▶ TASK STATEMENT:
Pick out and copy each line in the records below that contains the string "wood", matching case exactly.

── RECORD LIST

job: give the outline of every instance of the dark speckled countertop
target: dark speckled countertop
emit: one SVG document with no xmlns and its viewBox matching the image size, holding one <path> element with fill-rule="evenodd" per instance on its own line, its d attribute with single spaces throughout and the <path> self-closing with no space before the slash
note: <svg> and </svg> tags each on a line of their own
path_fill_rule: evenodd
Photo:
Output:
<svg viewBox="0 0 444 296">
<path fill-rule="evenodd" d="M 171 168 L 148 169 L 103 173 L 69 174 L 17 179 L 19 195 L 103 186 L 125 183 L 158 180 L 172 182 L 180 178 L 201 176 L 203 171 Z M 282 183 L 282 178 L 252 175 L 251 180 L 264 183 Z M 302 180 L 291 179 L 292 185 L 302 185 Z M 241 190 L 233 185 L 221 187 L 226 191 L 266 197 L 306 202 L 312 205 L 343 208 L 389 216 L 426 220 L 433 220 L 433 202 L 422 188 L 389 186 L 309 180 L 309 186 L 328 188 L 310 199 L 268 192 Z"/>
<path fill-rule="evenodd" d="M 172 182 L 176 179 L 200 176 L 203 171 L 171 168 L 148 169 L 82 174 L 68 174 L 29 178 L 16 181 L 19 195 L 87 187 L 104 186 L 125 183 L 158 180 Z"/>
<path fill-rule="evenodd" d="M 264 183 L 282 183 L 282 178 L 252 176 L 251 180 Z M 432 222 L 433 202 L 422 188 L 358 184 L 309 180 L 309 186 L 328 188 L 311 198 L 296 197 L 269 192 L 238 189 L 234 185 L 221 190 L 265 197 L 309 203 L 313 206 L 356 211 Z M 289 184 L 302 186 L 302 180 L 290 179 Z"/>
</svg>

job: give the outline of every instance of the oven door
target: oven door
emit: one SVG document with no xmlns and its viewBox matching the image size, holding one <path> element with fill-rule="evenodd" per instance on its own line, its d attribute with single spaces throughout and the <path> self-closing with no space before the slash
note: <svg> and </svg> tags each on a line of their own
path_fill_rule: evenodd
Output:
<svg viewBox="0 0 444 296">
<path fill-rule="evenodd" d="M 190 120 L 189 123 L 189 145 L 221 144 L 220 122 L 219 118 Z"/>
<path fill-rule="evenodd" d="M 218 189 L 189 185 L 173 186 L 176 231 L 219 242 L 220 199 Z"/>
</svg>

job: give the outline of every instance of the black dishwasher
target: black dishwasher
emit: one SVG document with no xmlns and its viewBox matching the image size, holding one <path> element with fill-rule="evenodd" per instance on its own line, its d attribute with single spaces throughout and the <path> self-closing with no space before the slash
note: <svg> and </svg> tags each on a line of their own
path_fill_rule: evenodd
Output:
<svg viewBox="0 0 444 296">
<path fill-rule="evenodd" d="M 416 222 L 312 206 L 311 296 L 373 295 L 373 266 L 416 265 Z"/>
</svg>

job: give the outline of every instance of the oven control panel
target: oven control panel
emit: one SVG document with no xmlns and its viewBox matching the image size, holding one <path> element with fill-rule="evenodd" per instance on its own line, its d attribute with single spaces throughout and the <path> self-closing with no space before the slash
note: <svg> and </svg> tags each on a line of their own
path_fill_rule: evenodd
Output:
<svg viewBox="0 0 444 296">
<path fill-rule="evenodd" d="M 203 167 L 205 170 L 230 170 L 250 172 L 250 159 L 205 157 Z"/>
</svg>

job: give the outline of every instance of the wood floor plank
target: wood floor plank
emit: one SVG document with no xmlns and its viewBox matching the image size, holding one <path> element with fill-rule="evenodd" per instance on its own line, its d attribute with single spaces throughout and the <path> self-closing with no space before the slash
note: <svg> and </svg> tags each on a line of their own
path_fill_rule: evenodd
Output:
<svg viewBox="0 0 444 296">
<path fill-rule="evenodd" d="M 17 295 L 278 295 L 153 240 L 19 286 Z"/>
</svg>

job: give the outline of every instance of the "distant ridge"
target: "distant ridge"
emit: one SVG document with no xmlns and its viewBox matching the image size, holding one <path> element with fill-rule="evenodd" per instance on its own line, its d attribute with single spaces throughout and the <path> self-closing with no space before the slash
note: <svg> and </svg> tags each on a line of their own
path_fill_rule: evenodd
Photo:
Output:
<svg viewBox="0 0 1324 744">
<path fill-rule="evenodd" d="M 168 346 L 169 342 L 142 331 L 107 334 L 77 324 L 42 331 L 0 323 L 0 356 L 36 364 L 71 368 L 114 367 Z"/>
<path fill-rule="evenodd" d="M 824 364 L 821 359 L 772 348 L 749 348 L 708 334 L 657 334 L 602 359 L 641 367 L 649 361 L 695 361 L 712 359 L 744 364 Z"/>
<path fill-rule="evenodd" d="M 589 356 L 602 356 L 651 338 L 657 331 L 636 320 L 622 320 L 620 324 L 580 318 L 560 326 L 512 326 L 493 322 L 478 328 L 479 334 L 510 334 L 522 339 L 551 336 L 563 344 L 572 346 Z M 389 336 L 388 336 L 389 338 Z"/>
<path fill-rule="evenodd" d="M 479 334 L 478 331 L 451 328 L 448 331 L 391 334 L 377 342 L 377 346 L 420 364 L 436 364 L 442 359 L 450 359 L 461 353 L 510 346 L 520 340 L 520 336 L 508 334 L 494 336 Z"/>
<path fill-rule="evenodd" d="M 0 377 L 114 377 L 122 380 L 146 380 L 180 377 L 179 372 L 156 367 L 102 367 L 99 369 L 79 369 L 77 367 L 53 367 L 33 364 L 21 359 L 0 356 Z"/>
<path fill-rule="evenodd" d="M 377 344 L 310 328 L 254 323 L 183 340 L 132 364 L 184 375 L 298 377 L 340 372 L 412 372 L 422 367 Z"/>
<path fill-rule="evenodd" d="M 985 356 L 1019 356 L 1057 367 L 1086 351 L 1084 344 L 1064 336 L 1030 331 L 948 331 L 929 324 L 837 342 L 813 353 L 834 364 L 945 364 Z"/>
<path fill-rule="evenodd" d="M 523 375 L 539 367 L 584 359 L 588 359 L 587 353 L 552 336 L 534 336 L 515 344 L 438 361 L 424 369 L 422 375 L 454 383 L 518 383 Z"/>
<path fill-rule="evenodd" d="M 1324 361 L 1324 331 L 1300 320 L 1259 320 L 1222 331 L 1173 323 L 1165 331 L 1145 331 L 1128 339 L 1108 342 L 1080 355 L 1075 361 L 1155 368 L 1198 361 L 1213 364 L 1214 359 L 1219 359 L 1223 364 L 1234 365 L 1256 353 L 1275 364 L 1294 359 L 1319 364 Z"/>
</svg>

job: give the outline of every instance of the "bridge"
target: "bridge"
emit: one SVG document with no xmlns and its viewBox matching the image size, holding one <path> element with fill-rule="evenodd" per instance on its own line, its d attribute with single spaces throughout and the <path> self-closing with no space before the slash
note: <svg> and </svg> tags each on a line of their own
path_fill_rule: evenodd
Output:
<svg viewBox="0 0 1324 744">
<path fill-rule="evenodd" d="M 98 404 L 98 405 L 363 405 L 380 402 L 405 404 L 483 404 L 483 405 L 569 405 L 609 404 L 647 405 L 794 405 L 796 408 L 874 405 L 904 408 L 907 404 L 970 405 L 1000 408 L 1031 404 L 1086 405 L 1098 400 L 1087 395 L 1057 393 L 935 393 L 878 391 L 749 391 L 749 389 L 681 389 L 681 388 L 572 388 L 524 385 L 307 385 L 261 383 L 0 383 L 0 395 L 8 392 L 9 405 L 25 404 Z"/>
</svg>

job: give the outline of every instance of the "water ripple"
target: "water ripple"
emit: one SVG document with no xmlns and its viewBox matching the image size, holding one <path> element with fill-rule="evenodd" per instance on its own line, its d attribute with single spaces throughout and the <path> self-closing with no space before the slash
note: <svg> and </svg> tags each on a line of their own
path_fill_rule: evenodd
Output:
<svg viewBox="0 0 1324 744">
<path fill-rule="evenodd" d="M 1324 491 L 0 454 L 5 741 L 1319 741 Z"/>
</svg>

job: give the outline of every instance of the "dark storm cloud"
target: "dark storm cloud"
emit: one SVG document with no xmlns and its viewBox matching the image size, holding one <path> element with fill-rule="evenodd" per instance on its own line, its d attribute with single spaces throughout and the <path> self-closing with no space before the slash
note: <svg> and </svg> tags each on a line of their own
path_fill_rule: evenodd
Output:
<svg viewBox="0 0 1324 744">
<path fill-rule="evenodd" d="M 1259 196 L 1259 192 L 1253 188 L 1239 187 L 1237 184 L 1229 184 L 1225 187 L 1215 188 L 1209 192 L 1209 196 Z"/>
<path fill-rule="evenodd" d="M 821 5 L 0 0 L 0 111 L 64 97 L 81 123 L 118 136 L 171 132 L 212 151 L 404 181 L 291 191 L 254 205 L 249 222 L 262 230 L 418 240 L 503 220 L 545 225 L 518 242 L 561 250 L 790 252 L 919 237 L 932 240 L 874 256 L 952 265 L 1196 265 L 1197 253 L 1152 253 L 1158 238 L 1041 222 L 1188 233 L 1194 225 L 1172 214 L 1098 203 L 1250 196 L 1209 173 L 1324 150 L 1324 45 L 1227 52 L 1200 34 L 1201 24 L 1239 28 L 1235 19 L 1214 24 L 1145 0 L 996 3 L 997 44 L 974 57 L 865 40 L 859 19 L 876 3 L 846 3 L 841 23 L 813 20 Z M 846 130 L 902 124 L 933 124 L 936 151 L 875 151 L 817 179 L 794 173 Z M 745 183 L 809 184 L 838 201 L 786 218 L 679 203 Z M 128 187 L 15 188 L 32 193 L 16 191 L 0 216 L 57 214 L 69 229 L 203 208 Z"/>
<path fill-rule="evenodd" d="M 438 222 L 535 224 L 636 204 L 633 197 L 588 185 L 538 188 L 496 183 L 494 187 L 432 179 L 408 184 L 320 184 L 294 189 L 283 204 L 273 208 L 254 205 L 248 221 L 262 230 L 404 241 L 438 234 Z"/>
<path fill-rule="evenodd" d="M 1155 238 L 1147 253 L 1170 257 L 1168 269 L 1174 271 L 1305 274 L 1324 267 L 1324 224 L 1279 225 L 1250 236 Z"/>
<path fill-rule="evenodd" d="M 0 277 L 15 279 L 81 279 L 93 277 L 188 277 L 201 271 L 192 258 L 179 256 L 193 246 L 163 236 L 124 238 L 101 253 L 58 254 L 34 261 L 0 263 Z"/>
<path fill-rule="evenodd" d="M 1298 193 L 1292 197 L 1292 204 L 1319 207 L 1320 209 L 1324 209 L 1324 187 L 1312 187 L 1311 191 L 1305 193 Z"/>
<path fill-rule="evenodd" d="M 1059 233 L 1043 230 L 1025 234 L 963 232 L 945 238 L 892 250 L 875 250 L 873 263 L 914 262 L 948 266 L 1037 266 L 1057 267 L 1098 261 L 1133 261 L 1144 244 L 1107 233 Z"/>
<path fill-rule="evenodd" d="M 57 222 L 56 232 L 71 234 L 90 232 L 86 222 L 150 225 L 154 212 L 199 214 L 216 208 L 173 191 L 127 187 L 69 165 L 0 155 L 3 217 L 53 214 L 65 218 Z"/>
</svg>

────

▶ OUTPUT:
job: give the outline of every instance of the wood floor plank
target: wood floor plank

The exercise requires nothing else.